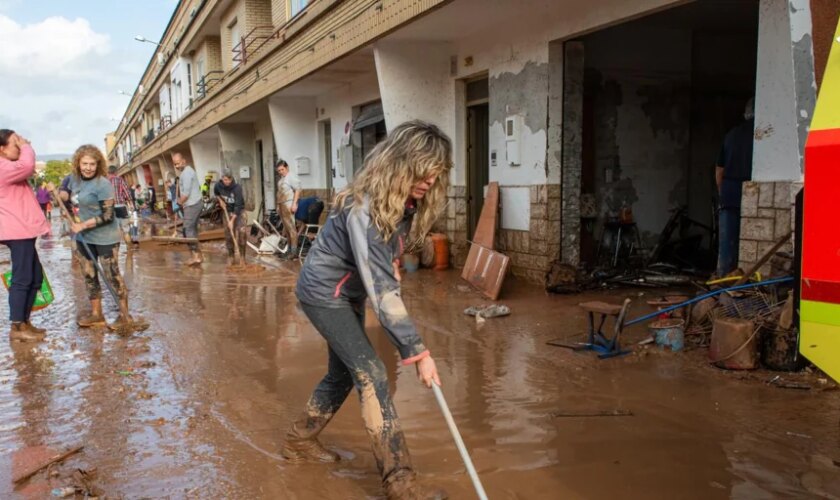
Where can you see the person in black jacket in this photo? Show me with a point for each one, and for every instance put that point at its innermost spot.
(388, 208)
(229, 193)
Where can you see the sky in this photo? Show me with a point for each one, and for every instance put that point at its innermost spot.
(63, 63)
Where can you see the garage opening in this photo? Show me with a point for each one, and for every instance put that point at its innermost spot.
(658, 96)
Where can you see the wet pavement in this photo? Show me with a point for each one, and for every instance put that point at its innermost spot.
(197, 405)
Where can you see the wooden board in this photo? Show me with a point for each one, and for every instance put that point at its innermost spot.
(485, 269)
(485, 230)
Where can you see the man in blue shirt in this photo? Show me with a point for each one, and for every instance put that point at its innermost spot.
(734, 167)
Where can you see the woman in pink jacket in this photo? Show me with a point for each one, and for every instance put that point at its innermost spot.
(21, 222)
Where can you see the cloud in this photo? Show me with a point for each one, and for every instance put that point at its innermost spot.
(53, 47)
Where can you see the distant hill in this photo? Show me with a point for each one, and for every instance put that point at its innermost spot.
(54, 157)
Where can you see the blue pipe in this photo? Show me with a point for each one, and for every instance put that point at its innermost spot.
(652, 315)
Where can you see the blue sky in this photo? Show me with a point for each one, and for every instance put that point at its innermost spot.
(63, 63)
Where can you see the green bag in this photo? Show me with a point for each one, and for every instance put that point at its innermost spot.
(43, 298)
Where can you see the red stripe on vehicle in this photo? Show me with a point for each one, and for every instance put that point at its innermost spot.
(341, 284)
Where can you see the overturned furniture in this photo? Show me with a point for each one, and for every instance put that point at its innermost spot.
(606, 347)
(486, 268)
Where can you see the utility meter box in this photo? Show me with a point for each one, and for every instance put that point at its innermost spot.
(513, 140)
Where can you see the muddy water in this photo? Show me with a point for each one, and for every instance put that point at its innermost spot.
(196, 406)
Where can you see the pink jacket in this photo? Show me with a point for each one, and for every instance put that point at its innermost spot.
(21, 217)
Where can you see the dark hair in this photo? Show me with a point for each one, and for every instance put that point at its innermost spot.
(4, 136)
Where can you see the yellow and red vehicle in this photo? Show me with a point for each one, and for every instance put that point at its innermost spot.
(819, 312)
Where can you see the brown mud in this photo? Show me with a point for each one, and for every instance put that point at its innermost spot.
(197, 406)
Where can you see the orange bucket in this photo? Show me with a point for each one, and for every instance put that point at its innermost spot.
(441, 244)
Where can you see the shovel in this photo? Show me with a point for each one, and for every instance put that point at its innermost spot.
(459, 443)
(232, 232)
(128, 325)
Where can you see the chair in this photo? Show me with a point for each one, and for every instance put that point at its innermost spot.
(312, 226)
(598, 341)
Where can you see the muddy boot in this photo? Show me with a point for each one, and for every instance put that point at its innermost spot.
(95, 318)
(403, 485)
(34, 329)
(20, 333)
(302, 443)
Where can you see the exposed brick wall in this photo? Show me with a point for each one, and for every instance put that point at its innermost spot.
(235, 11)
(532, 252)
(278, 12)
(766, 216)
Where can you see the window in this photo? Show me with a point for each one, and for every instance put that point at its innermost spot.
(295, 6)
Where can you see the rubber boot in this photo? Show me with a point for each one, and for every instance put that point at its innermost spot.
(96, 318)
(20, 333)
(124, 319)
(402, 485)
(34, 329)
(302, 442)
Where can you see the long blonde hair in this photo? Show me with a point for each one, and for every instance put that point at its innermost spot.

- [What is expected]:
Restate every line above word for word. Do not carry over the images.

- [Exercise result]:
Where can you see the person in black jacket in this photo? Show me with a point for each one, and for every instance put that point at its innermost spot.
(388, 208)
(229, 193)
Where can you see the sky in this photo? Show me with a point for each one, and for every instance put that point at its innermost spot.
(63, 63)
Where can you see the garage opening in this photo? Show me with a point for each one, and for every instance put that point at its innermost spot.
(658, 96)
Where can you see the wet pavement in this photo? Show me with a point for each one, and for every instance put that point at its innermost spot.
(197, 405)
Where can you see the wooden board in this photo? Show me with a point for each one, and for every instance put that point at its innermost spot.
(485, 269)
(485, 230)
Where can you see the man in blue shirt in this photo? Show me with a point for each one, and for every instance put that point at its innermost spot.
(734, 167)
Where can you see the woman in pink jacket in this photo? Show me with a point for each one, and for every instance put that point at its innermost spot.
(21, 222)
Where can you see the cloud in this photo? Show me with a point for each one, and for every instance put that point at its innermost spot.
(53, 47)
Where can you see the distant hill in this photo? Show me with a point for each one, and for every instance put that point at its innermost spot.
(54, 157)
Where can you see the blue pipe in this photo? Show me with a point for each one, and for every instance put that point at its innermost spot.
(652, 315)
Where can you see the blue sky in this photo? Show me with a point for each one, and for every instance put that point at its innermost spot.
(63, 63)
Where can you see the green bag in this photo? Show me with a point for each one, and for every instance put that point at its innermost spot.
(43, 298)
Where can you see the red stripe on vehicle in this photo? Show me with a point for each one, and for every instance put that point at its innermost spot.
(341, 284)
Where can you see the overturned furniture in this photo? Show me with a point for each one, and for every instance put that point at its innermost spot.
(606, 347)
(486, 268)
Where can you see the utility meter box in this photo? Show me with a point for each one, and for every instance put that point at its innermost spot.
(513, 140)
Where can you see the muddy water in this photo? Show me with a point for each one, and for every instance put that point at its innermost spot.
(196, 406)
Where can you see the pink jacket in this photo? Show me with a point for each one, and for every instance put that point at its innermost spot.
(21, 217)
Where can you see the dark hair in this photo? Show me with a point for each one, and for every instance put that point at its innermost spot.
(4, 136)
Where can you see the yellow and red vehicle in this photo? Show me with a point for each one, and for every instance put that point at its innermost spot.
(819, 312)
Where can you see the brown mud in this photo? Show me with a point for each one, and for every instance put that point at its innermost spot.
(197, 406)
Where can you see the orange bucket in this photo? Show me with a point for each one, and for every instance put that point at its innermost spot.
(441, 244)
Where can you see the shovel in this photo? Show me with a point for each one, and for every instance put that point at its innermost spot.
(459, 443)
(232, 232)
(128, 325)
Where can you see the chair in this photo? Show me with a point for each one, and for every instance put that point at its innermost spot.
(312, 226)
(598, 341)
Where can you see the muddy boot in this photo? Show me with a point for each one, and for every instance put that point at its innermost spot.
(95, 318)
(403, 485)
(34, 329)
(20, 333)
(302, 443)
Where can you see the exposed brick wall in this photo? Show me with a point for each one, and for every instance put that point at its innermost spot.
(235, 11)
(532, 252)
(278, 12)
(766, 216)
Where can you see the window in this photo? Show me with a point for each one, and for every instance put that point at its innermost spot.
(295, 6)
Where can you see the rubber boot in this photo? Show me with a point for each one, and for every instance put that point at its innermost spot.
(96, 318)
(20, 333)
(124, 319)
(402, 485)
(34, 329)
(302, 442)
Where can you see the long blonde hair in this photo? Show me with a point for each one, and for every instance put that point at its innermost spot.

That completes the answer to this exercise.